(Beginning of Source document)

Most recently, Walgreens and Kroger expanded a partnership that started in 2018 where some of Kroger’s owned food brands were sold in select Walgreens stores. Now Kroger has a chance to offer some of Walgreens’ lineup, including No7 in a pilot program at 17 stores in Knoxville, Tenn. That raises some industry eyebrows at the thought of the revered logo presented in a totally self-serve environment. But Walgreens’ co-Chief Operating Officer Alex Gourlay called the partnership a “strong opportunity” to put the retailer’s health and beauty products in front of Kroger shoppers. He said No7 produced a midteen sales jump.
One former retailer suggests Walgreens is just trying to plump up sales for the brand. “The halo effect from Kroger won’t last,” he says.
In the meantime, Dollar Stores are giving beauty a makeover. Dollar General recently launched its own brand called Believe which is housed in a fixture that could hold its own in a Sephora, according to Scott Oshry, Chief Marketing Officer for Maesa, the company that created Believe.
Exclusive brands are part of the prescription for mass doors to build loyalty, gross margins (private label typically delivers higher profits), an elevated assortment, and competitive advantage.
According to the PLMA (Private Label Manufacturers Association), health and beauty store brands are worth about $16 billion representing an 18% share of sales.
Beyond Dollar General, CVS, Target, Walmart, Aldi, Ulta Beauty, Kroger, and even Amazon are among the mega-retailers putting a fresh spin on beauty exclusives. Many view exclusives as an avenue to build back sales rather than watching online and specialty stores siphon off shoppers.
These are not your mother’s private labels—which were merely dupes of national brands. The new era of proprietary labels are brands in their own right. Sometimes they fill a gap in the market if a chain can’t secure a category; other times they elevate the existing assortment. “In many cases, the consumer is unaware the retailer owns or is involved with the brand,” says Ben Bennett, formerly of HatchBeauty, who just launched his own new company to build out brands called The Center.
Among the latest exclusives are TPH by Taraji P. Henson, a haircare line exclusive at Target from Maesa, Hairitage, an influencer-collaboration (Mindy McKnight founder of YouTube channel. CuteGirlsHairstyles) sold only at Walmart, and Ulta Beauty’s Florence by Mills, a collection made with input from Millie Bobby Brown by Beach House. Last year, Dollar General’s Believe launched, along with Cleen Beauty and Earth to Skin at Walmart, and Amazon private label called Belei.
Target has always been at the head of the class in exclusives—its Kristin Ess has morphed into a $100 million franchise. Recently, Walmart has borrowed a page from the Target playbook and doubled down on its push into exclusive brands. Ulta Beauty, which has an extensive private-label collection, is looking for more influencer and celebrity deals such as the recently launched Pattern haircare from Tracee Ellis Ross and the previously mentioned Florence.
Just like indie brands, these exclusives muscle into the market with social media. Retailers didn’t use to have the bandwidth to compete with national brands; now with one post they get big exposure, explains Maesa’s Oshry.
With the shiny new stores and revved-up products, the biggest challenge will be convincing shoppers, especially Gen Z and millennials, that it is hip to shop the local Walmart or CVS. And, with these chains operating so many stores, the quest will be to duplicate the panache outside of the prototypes.

(End of Source document)
(Beginning of Information provided)

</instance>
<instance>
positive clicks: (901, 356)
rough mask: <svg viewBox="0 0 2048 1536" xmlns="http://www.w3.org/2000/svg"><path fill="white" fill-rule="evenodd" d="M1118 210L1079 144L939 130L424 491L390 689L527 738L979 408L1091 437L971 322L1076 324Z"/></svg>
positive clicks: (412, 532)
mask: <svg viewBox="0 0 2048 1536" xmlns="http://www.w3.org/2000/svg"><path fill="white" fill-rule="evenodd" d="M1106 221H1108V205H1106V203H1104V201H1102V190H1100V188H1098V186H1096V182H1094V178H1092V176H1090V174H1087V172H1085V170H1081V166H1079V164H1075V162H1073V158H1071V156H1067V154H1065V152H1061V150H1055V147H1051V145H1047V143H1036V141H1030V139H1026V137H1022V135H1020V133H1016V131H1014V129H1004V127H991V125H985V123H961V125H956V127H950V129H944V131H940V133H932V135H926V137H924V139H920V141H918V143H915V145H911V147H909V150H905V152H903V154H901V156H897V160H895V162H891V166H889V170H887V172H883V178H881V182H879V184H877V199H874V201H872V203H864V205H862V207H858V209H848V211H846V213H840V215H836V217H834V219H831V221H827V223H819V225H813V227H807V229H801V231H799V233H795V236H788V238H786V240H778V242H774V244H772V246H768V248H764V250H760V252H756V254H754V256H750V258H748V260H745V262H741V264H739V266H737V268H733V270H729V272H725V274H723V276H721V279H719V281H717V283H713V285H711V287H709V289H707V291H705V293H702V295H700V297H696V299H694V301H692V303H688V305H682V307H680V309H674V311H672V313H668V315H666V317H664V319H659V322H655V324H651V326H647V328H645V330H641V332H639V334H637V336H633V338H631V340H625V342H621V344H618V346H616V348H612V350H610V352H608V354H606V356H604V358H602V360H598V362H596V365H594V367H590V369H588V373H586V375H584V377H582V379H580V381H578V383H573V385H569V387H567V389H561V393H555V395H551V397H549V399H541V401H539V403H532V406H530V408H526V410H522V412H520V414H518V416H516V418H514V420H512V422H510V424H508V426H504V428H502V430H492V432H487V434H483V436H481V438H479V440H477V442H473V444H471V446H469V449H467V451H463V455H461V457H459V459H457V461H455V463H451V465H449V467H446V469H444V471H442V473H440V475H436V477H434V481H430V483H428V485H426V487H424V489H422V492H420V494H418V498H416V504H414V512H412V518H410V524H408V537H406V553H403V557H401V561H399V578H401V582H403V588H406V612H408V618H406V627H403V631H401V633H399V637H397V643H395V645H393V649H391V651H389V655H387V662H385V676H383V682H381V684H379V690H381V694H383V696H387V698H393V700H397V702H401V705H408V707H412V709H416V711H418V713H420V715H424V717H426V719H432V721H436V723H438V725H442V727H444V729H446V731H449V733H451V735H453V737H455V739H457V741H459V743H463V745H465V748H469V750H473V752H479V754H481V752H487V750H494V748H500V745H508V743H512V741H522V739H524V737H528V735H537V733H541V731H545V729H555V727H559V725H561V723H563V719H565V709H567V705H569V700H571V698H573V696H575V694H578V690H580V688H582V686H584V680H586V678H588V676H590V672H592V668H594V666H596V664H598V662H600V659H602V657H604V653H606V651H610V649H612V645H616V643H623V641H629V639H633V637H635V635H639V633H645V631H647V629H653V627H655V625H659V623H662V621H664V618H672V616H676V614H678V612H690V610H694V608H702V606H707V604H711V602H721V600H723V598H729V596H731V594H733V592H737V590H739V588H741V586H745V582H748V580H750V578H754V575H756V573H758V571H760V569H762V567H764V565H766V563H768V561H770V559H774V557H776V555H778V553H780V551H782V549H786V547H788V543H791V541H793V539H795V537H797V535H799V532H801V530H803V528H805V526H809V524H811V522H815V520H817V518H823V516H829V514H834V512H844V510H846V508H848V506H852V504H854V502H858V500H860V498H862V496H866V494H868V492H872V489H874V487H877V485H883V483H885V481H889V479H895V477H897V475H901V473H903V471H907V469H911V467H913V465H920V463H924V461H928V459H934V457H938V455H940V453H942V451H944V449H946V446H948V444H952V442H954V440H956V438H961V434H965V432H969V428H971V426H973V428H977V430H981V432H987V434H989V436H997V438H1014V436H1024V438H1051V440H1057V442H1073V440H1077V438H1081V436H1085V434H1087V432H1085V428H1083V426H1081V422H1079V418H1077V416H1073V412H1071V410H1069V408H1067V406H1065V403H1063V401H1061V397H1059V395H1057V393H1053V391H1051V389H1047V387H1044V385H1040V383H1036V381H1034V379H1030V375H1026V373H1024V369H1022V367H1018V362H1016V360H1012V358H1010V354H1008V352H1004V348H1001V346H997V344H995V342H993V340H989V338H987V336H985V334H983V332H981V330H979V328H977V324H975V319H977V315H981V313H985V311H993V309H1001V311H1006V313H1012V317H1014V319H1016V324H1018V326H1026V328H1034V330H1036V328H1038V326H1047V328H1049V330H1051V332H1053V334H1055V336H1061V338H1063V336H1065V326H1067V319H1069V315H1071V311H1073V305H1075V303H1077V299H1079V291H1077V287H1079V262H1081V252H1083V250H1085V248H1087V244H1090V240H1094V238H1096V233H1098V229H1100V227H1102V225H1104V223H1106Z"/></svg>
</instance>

(End of Information provided)

Apply what you read:
a. Reproduce word for word the stretch of the article on beauty exclusives from "In the meantime, Dollar" through "share of sales.".
b. Please decide whether each statement agrees with the article on beauty exclusives, answering yes or no and quoting the deciding words: (i) The Walgreens and Kroger partnership started in 2018. (ii) According to the PLMA, health and beauty store brands hold an 18% share of sales. (iii) Hairitage is sold only at Target.
None of the entries above are needed for this work.

Per-task answers:
a.
In the meantime, Dollar Stores are giving beauty a makeover. Dollar General recently launched its own brand called Believe which is housed in a fixture that could hold its own in a Sephora, according to Scott Oshry, Chief Marketing Officer for Maesa, the company that created Believe.
Exclusive brands are part of the prescription for mass doors to build loyalty, gross margins (private label typically delivers higher profits), an elevated assortment, and competitive advantage.
According to the PLMA (Private Label Manufacturers Association), health and beauty store brands are worth about $16 billion representing an 18% share of sales.

b.
(i) Yes: "a partnership that started in 2018"
(ii) Yes: "representing an 18% share of sales"
(iii) No: "sold only at Walmart"